Re: Re: Synch Rep: direct transfer of WAL file from the primary to the standby - Mailing list pgsql-hackers

From Fujii Masao
Subject Re: Re: Synch Rep: direct transfer of WAL file from the primary to the standby
Date
Msg-id 3f0b79eb0907090016t38841368v45b916c9e57b1fe7@mail.gmail.com
Whole thread Raw
In response to Re: Re: Synch Rep: direct transfer of WAL file from the primary to the standby  (Fujii Masao <masao.fujii@gmail.com>)
List pgsql-hackers
Hi,

On Tue, Jul 7, 2009 at 8:51 PM, Fujii Masao<masao.fujii@gmail.com> wrote:
> http://archives.postgresql.org/message-id/4951108A.5040608@enterprisedb.com
>> I don't think we need or should
>> allow running regular queries before entering "replication mode". the
>> backend should become a walsender process directly after authentication.
>
> I changed the protocol according to your suggestion.
> Here is the current protocol:

Just to the record, I'd like to explain the correspondence relationship
between Heikki's protocol and mine.

> ReplicationStart (B)
>    Byte1('l'): Identifies the message as a replication-start indicator.

* [BRIEF A]: Duplicate the mailing list post word for word, starting with "On Tue, Jul" and going on through "to your suggestion.".
The mailing list post has no connection to the records.

[Stored entries]
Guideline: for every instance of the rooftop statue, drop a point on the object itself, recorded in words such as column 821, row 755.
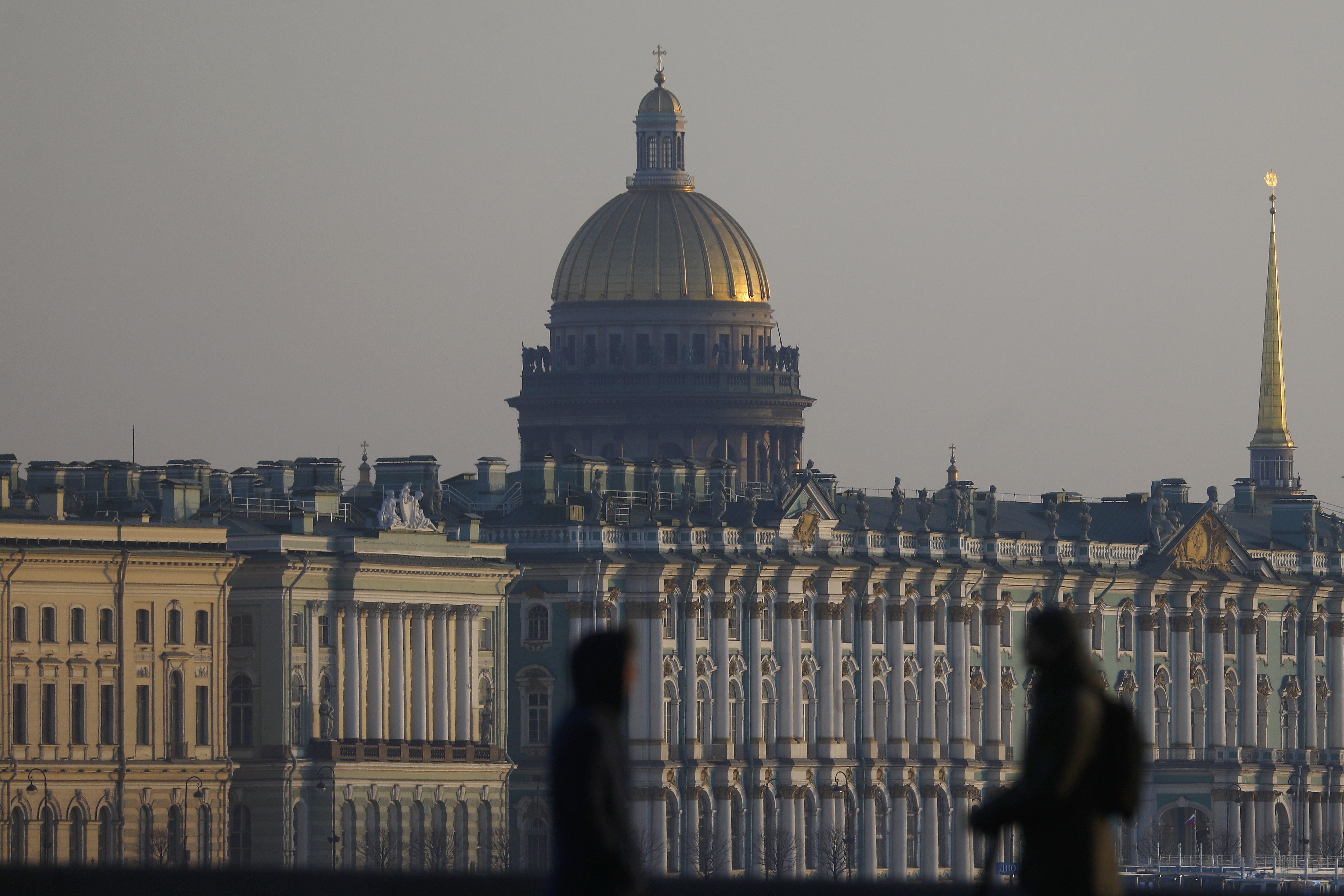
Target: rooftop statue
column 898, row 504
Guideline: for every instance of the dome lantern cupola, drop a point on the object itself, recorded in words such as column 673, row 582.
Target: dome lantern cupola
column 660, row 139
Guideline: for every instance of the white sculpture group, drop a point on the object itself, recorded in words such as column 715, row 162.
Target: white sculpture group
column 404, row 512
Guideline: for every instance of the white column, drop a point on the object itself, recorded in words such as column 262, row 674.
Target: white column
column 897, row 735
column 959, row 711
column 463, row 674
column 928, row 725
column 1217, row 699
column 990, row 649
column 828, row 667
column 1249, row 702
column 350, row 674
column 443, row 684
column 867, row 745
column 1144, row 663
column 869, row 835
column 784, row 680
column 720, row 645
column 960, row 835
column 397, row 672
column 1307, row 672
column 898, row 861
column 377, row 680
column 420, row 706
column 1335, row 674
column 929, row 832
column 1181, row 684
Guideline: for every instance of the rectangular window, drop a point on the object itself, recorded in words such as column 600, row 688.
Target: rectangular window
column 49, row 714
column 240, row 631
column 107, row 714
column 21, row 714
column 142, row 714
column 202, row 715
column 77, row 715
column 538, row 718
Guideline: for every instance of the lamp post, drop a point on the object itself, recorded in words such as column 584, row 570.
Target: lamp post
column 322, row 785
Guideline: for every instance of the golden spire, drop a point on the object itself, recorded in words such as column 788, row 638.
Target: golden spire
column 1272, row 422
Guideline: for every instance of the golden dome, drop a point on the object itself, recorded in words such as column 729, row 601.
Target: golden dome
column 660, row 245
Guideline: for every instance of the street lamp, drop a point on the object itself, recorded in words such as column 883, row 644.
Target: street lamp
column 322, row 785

* [BRIEF B]: Set down the lines of the records word for word, starting with the line with "Guideline: for every instance of the white column, drop" and going on through the last line of the records.

* [FULL SOLUTION A]:
On Tue, Jul 7, 2009 at 8:51 PM, Fujii Masao<masao.fujii@gmail.com> wrote:
> http://archives.postgresql.org/message-id/4951108A.5040608@enterprisedb.com
>> I don't think we need or should
>> allow running regular queries before entering "replication mode". the
>> backend should become a walsender process directly after authentication.
>
> I changed the protocol according to your suggestion.

* [FULL SOLUTION B]:
Guideline: for every instance of the white column, drop a point on the object itself, recorded in words such as column 262, row 674.
Target: white column
column 897, row 735
column 959, row 711
column 463, row 674
column 928, row 725
column 1217, row 699
column 990, row 649
column 828, row 667
column 1249, row 702
column 350, row 674
column 443, row 684
column 867, row 745
column 1144, row 663
column 869, row 835
column 784, row 680
column 720, row 645
column 960, row 835
column 397, row 672
column 1307, row 672
column 898, row 861
column 377, row 680
column 420, row 706
column 1335, row 674
column 929, row 832
column 1181, row 684
Guideline: for every instance of the rectangular window, drop a point on the object itself, recorded in words such as column 600, row 688.
Target: rectangular window
column 49, row 714
column 240, row 631
column 107, row 714
column 21, row 714
column 142, row 714
column 202, row 715
column 77, row 715
column 538, row 718
Guideline: for every instance of the lamp post, drop a point on the object itself, recorded in words such as column 584, row 570.
Target: lamp post
column 322, row 785
Guideline: for every instance of the golden spire, drop a point on the object itself, recorded in words such as column 788, row 638.
Target: golden spire
column 1272, row 422
Guideline: for every instance of the golden dome, drop a point on the object itself, recorded in words such as column 729, row 601.
Target: golden dome
column 660, row 245
Guideline: for every instance of the street lamp, drop a point on the object itself, recorded in words such as column 883, row 644.
Target: street lamp
column 322, row 785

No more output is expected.